- [Given exercise A] In the forum thread about getting traffic from Facebook, what did Badgerdisco post that was shared and liked by a lot of people?

══════════════════════════════

How do you guys get traffic from facebook. Do you buy publicity on Facebook? I set up a page (or what ever it is called) and got nothing from it.


----------



## Badgerdisco (Jan 30, 2013)

It's quite tough to get people to like your page, but, I think a lot of traffic to my site is coming from facebook. I certainly would never beg people to like the page!

The best way is to provide interesting content - if you take a look at mine https://www.facebook.com/darkteeee
I posted a photo of our flier next to a speeding ticket and it was shared and liked by a lot of people. It also got a lot of 'likes' for my page. I also got a local band to wear our t-shirts, this was then seen by their fans too.

Make sure your website address is in your 'about' description so that people can click through to your site from facebook. You might also (I should have done this) put a link to your site on the comment of the interesting image/video you upload.

Facebook is all about content - we're working on videos at the moment. The more entertainment you can provide, the more people will engage and hopefully visit your website.


----------



## kingwoo (Mar 22, 2013)

elbgal said:


> Hey guys, just wanting to know what are some ways to market a t shirt company, other then tv commercials and other extremely expensive ways.
> 
> i am looking for effective and relatively cheap way. are there any ?
> 
> Much appreciated !


I strongly recommend you to market your company by building your own website, do some search optimization. And also you can make some CPC ads via google or bing. Hope my opinion can help you.


----------

══════════════════════════════

- [Given exercise B] Edit the stretch of rows from the line containing "[locate] window (a" through the end of the rows, changing "throw pillow" to "accent pillow" and keeping everything else the same. Give only those rows.

Object location annotation data:

══════════════════════════════

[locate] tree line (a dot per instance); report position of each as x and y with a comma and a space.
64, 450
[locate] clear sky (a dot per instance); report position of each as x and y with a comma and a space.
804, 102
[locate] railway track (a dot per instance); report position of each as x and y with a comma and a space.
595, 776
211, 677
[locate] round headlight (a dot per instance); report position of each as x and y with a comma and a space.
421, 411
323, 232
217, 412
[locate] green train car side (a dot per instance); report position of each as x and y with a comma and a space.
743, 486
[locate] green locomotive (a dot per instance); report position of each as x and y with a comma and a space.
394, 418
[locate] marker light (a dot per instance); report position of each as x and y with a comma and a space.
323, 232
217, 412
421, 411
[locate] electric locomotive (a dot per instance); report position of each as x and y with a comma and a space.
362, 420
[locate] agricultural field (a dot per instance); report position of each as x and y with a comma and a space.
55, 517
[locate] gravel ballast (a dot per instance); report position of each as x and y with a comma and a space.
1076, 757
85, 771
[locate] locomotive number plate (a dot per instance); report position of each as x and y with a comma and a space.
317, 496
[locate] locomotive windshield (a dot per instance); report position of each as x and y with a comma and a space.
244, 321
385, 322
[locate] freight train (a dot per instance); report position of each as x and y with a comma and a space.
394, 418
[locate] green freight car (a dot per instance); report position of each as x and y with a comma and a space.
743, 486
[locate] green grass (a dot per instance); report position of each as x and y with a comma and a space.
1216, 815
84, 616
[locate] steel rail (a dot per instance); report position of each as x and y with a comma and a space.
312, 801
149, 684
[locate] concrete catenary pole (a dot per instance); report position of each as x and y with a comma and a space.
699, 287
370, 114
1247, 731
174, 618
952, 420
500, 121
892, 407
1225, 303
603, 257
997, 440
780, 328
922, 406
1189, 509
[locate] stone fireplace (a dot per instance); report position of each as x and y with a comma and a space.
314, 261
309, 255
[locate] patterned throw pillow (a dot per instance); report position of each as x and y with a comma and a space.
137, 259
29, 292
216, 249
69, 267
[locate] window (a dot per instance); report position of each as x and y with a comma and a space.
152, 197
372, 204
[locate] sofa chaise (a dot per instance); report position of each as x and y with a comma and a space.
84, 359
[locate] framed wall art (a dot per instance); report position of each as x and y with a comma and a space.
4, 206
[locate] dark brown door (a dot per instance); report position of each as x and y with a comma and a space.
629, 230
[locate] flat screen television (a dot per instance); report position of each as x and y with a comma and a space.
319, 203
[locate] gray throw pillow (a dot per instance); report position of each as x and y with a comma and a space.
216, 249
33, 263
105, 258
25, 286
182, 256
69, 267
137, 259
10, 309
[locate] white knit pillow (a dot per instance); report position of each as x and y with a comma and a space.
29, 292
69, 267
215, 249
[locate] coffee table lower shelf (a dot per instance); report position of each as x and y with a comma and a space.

══════════════════════════════

- [Output A] A photo of the flier next to a speeding ticket.

- [Output B]
[locate] window (a dot per instance); report position of each as x and y with a comma and a space.
152, 197
372, 204
[locate] sofa chaise (a dot per instance); report position of each as x and y with a comma and a space.
84, 359
[locate] framed wall art (a dot per instance); report position of each as x and y with a comma and a space.
4, 206
[locate] dark brown door (a dot per instance); report position of each as x and y with a comma and a space.
629, 230
[locate] flat screen television (a dot per instance); report position of each as x and y with a comma and a space.
319, 203
[locate] gray accent pillow (a dot per instance); report position of each as x and y with a comma and a space.
216, 249
33, 263
105, 258
25, 286
182, 256
69, 267
137, 259
10, 309
[locate] white knit pillow (a dot per instance); report position of each as x and y with a comma and a space.
29, 292
69, 267
215, 249
[locate] coffee table lower shelf (a dot per instance); report position of each as x and y with a comma and a space.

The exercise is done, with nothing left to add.